QUÉ HACER: Muestra cada línea de los registros que contenga la cadena "instance".

---------- MATERIAL DEL EJERCICIO ----------

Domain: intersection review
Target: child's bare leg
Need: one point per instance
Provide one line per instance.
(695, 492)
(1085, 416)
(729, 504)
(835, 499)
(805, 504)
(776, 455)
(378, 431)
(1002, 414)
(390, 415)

----------

RESPUESTA:
Need: one point per instance
Provide one line per instance.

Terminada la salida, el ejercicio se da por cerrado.